--- TRY IT ---
Across the records, how many lines contain "blazer"? Answer with the number alone.

************

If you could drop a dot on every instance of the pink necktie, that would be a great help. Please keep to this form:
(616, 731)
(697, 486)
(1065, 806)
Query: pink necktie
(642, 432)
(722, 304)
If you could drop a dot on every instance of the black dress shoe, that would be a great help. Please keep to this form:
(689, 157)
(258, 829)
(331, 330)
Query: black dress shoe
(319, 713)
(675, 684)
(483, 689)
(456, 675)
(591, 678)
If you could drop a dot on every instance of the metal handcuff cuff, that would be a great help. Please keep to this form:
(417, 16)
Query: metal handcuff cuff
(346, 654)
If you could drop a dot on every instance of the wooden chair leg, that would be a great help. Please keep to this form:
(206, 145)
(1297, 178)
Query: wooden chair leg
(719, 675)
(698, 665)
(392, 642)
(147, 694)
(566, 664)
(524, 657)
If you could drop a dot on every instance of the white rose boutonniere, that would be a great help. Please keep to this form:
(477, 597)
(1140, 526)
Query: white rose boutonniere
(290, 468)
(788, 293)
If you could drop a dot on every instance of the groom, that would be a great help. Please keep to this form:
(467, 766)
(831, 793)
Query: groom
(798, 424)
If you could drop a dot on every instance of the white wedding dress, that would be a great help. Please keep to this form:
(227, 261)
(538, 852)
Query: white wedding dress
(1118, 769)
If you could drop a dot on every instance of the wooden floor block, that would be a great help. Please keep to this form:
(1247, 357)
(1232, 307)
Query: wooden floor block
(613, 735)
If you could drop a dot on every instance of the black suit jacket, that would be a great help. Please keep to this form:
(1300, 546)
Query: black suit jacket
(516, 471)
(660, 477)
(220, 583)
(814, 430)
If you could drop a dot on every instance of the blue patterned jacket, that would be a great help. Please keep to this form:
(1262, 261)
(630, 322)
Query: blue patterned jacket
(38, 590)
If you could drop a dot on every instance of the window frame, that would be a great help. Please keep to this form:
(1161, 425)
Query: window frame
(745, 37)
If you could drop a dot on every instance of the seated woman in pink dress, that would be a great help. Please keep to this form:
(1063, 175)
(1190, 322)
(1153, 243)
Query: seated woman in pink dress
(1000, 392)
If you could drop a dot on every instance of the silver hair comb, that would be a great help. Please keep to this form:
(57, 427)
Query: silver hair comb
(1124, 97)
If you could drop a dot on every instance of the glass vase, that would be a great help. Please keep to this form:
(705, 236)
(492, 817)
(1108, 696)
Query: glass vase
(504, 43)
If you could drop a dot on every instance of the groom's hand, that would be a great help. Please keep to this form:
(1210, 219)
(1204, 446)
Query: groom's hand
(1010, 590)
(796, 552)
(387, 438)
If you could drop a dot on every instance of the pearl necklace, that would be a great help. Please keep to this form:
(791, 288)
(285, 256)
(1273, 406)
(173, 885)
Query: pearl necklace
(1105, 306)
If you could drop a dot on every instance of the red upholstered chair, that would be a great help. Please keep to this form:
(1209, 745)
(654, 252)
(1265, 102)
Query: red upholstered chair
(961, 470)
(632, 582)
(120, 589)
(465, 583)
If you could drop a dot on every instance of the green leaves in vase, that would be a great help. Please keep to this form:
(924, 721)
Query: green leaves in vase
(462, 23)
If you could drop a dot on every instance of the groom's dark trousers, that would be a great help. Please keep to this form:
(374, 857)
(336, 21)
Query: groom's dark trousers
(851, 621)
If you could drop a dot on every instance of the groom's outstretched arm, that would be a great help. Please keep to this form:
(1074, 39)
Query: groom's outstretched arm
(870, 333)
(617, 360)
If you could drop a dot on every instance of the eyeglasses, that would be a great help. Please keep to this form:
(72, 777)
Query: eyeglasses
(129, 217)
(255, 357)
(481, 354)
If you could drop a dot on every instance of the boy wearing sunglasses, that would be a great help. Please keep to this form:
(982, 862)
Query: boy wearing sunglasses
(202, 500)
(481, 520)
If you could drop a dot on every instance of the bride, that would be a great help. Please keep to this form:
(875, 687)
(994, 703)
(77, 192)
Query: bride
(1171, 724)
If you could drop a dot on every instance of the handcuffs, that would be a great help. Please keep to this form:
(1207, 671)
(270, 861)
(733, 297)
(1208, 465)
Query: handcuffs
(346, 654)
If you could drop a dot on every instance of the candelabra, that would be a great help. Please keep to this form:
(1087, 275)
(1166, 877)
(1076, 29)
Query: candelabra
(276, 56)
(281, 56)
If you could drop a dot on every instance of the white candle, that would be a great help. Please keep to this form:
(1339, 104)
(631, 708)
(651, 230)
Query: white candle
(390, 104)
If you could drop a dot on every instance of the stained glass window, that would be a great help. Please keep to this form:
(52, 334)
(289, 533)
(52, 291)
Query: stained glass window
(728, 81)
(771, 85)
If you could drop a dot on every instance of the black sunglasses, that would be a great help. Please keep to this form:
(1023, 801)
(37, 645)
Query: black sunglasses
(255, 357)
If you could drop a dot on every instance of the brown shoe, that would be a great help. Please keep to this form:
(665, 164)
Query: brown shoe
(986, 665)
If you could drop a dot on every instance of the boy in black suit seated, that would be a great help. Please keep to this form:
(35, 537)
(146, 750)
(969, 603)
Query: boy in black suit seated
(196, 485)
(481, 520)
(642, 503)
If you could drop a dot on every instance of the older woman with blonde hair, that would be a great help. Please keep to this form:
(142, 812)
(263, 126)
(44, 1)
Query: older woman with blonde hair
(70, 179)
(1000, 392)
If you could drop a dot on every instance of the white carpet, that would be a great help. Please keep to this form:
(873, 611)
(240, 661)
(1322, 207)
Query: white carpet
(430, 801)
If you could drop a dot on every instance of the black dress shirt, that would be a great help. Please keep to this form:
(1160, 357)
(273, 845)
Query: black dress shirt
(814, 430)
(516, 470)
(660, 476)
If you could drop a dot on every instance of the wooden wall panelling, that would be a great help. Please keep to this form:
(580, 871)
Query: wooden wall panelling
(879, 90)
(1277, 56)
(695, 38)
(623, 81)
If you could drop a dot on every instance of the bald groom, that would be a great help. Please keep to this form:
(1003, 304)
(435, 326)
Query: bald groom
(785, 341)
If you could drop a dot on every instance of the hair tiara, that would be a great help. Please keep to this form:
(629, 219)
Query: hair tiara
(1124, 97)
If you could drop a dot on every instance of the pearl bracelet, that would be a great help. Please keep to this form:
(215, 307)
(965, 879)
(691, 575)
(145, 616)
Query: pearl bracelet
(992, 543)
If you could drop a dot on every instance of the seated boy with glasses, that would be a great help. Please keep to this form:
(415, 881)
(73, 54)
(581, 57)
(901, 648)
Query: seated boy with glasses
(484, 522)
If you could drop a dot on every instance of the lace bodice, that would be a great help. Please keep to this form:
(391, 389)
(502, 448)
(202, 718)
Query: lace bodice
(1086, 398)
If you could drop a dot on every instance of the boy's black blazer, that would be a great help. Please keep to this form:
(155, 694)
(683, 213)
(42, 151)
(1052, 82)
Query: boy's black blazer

************

--- EXERCISE RESULT ---
2